Questions to answer
[1] Using the text on key concepts for teaching sustainability, decide whether each statement agrees with it. Answer yes or no for each, and quote the words from the text that settle it.
(a) The workshop took place in July 2012.
(b) Participants drew up their list while working with people outside their own discipline.
(c) Sustainability is said to look the same whether the scale is global, regional, or local.
[2] Answer these questions from the text on key concepts for teaching sustainability.
(a) What was the workshop called?
(b) Which concept comes directly after systems thinking in the list of common concepts?
(c) Which three scales does the text contrast?
[3] Carry the text on key concepts for teaching sustainability forward from the point where it stops.

Document segment
Key Concepts for Teaching Sustainability

What are the essential concepts that students in various disciplines should learn? How do concepts from different subject areas overlap? Where are the opportunities for teaching about sustainability across all disciplines?

These questions were addressed by faculty at the workshop, Systems, Society, Sustainability and the Geosciences, held in July 2012. Workshop participants worked with others in their discipline to generate a list of key concepts that are essential for students to learn and also allow opportunities to bring sustainability into the curricula.

Goal of this activity:
Integrate sustainability concepts, skills, and habits of mind part of courses in ways that have curricular integrity and "standing" – both for faculty members and students.

Key concepts common to many disciplines (compiled from all of the groups)

  • Systems thinking and the relationship between systems
  • Energy flow


  • Understand Earth through repeatable observations
    • show how to think and act like a geologist
    • careful observation of natural systems helps us understand processes and interactions within those systems


  • Interconnectedness, connectedness: emphasis on relationships (people and environment, different places, different systems)
  • Importance of place and scale: sustainability will look different in different places (physical and social environments vary); sustainability will also "look different" and need to have different emphases based on scale (global vs. regional vs. local)

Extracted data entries
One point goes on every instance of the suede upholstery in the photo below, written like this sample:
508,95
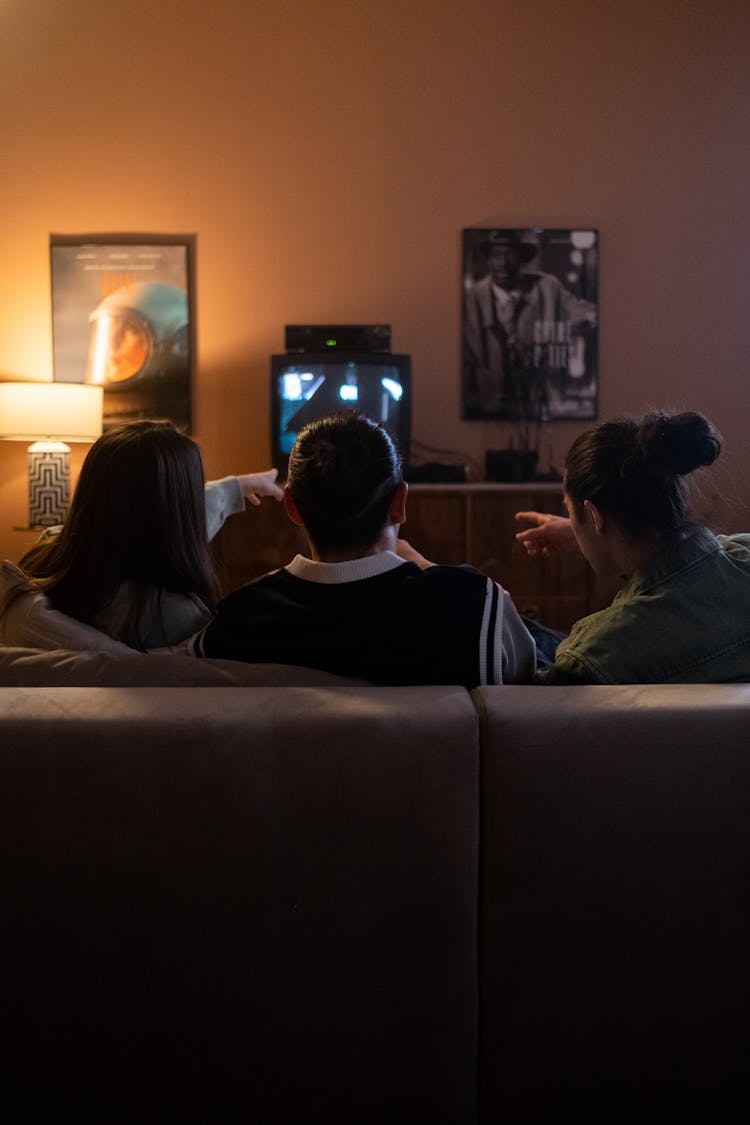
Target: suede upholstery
614,908
255,897
228,903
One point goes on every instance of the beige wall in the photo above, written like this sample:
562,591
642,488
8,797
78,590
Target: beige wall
327,156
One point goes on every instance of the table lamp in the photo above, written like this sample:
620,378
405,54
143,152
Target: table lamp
50,414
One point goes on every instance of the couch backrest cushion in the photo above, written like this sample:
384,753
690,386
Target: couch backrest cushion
226,905
614,916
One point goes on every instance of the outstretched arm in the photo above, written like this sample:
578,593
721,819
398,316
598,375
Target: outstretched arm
227,496
548,536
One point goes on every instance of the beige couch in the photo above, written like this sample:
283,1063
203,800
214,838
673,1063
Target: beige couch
233,900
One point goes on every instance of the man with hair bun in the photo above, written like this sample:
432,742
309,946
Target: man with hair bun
355,606
683,614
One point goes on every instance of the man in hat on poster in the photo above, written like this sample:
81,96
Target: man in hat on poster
522,330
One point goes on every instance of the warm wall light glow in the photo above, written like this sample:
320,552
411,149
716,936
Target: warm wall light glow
59,411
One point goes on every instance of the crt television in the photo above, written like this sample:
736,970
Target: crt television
309,385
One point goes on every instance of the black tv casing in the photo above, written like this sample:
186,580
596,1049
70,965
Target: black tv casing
401,434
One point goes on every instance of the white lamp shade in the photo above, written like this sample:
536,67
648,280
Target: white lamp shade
55,411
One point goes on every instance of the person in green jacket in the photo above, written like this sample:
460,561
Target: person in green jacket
683,613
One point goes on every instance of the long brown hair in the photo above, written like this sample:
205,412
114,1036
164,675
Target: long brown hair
137,515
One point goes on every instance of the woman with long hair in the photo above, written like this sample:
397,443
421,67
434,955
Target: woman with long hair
132,558
683,614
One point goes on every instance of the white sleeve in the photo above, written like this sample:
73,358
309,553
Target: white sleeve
507,653
223,498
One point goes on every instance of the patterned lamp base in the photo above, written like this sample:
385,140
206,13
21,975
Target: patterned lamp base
48,483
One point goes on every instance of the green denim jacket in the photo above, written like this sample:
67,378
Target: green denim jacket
685,618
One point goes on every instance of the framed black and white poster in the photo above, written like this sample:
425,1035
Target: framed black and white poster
123,317
530,324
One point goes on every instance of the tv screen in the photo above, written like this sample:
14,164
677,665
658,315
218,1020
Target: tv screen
310,385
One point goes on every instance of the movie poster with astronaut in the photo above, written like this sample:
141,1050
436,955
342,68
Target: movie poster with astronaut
122,316
530,324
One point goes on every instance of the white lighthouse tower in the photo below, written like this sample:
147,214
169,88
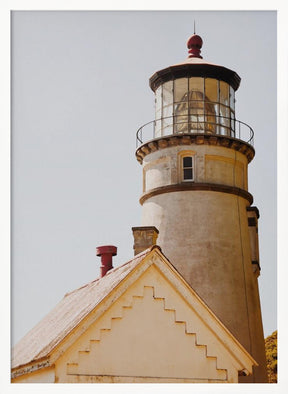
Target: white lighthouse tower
195,192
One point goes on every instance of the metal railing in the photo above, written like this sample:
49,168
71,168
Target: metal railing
197,124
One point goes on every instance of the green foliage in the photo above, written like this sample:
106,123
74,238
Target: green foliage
271,357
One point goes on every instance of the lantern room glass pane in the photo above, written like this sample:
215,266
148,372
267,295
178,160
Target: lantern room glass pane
167,111
224,93
232,98
196,88
180,89
211,90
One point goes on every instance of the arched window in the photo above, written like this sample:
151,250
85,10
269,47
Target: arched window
187,168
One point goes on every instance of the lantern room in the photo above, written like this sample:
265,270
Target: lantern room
195,97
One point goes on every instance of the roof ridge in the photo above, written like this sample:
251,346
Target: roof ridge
114,269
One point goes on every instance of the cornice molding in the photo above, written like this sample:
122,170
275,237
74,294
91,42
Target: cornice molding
192,186
194,139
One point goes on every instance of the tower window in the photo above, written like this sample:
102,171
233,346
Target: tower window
187,166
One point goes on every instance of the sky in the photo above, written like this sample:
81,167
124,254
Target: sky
80,90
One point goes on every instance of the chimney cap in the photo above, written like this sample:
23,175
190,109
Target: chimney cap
106,249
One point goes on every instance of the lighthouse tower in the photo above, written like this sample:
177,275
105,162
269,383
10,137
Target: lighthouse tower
195,157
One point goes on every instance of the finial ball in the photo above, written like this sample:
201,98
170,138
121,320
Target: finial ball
194,41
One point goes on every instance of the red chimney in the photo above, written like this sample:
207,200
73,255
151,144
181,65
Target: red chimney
106,253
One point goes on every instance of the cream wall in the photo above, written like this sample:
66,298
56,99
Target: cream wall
212,164
46,375
149,334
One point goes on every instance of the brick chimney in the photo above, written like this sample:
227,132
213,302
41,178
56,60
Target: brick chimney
144,238
106,252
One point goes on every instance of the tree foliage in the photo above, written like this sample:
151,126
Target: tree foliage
271,357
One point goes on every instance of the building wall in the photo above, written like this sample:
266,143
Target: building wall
149,335
205,235
46,375
213,164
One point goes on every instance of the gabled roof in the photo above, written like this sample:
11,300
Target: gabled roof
49,339
68,313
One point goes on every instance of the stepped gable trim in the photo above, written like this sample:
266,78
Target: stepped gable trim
194,138
134,269
72,368
204,70
192,186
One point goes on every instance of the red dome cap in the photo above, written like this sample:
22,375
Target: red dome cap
194,44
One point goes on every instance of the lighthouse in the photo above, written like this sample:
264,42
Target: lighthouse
195,156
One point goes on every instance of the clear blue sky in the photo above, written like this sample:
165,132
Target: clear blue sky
79,93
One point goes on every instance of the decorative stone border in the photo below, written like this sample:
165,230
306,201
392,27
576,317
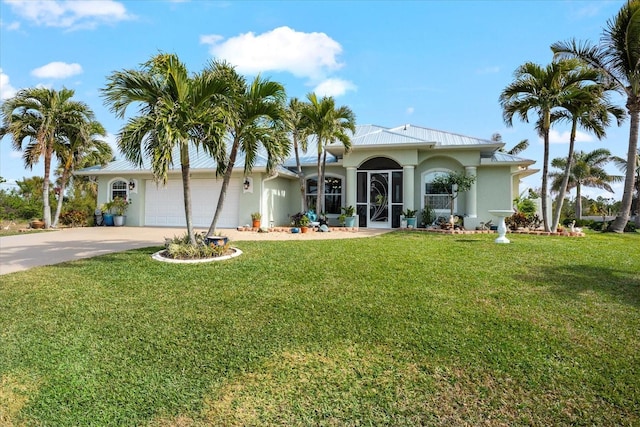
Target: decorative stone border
288,229
532,232
158,257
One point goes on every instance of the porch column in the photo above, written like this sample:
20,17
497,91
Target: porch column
352,182
408,184
472,194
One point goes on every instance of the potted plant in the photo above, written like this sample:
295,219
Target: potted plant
410,216
36,223
119,207
255,218
348,216
107,216
304,223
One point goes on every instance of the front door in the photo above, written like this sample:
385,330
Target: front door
379,200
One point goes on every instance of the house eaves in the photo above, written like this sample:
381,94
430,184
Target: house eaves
200,161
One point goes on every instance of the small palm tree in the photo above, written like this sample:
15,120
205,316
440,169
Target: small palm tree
81,145
35,119
298,127
587,170
327,124
618,57
542,89
587,107
174,112
622,165
252,115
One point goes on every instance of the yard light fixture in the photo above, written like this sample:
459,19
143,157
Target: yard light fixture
247,185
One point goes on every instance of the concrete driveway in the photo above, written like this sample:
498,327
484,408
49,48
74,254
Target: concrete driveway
21,252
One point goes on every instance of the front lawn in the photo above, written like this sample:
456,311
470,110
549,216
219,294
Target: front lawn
400,329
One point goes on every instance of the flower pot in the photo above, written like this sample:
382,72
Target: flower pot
217,240
119,220
107,219
37,224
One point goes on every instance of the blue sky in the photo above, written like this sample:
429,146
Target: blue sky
437,64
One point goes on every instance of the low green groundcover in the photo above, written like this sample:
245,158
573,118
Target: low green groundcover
401,329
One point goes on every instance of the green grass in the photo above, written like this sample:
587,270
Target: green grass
401,329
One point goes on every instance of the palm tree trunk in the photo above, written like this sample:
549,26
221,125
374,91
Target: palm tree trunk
319,186
63,184
578,200
185,164
46,210
545,172
225,184
565,179
324,171
620,222
303,201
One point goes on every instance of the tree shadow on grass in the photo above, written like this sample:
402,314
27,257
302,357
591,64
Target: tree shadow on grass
573,280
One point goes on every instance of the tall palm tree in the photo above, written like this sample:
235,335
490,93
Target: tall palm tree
587,170
542,89
35,117
618,56
175,111
587,107
298,130
80,145
253,116
327,124
622,165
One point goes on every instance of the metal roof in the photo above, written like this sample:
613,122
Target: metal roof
199,160
365,136
411,134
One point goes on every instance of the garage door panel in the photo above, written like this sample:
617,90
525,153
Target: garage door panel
164,206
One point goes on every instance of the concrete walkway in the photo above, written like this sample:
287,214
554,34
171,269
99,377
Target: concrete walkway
23,251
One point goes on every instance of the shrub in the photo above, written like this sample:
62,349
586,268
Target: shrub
74,218
179,247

Activity answers
[1]
(a) Yes: "held in July 2012"
(b) No: "worked with others in their discipline"
(c) No: "need to have different emphases based on scale"

[2]
(a) Systems, Society, Sustainability and the Geosciences
(b) Energy flow
(c) Global, regional, and local

[3]
Environmental Studies

  • Systems thinking: everything is connected, in context, and interrelated
  • Interdisciplinarity: no sustainability problem comes from a single discipline, and no solution will either

Environmental Science and Sustainability Science

  • Basic principles: (1) Principles of ecosystem sustainability; (2) Nutrient cycling in human & natural systems; (3) Energy flow in natural systems; (4) Population growth models

Engineering and Technology

  • Supply and demand - balance, optimization
  • Risk and reliability - design criteria (e.g., sizing, resistance, capacity), disaster planning and mitigation
  • Systems thinking - cradle-to-grave, cradle-to-cradle, life-cycle assessment


  • Atomic structure - isotope abundance: atmospheric composition, fossil fuel tracing, geological aging/historical climates
  • States of matter - energy: dependence on solid, liquid and gas forms of fossil fuels
  • Periodicity - abundance of elements, mineral sourcing (cell phones, lithium batteries, etc.), geo-political stability of sources


  • Diversity of life - relevance to ecosystem resilience globally. It is essential for the resilience of the ecosphere and also for agricultural resilience in an era of monocropping.
  • Unity of life - Precautionary principle: small changes can have unintended, widespread consequences. This has been an issue that has been raised with genetically modified organisms.


  • Scarcity and the coordination of scarce resources with human wants.
  • Production, costs, and technology. E.g. direct vs. indirect costs and internal vs. external costs.
  • Social institutions (rules and norms) shape incentives.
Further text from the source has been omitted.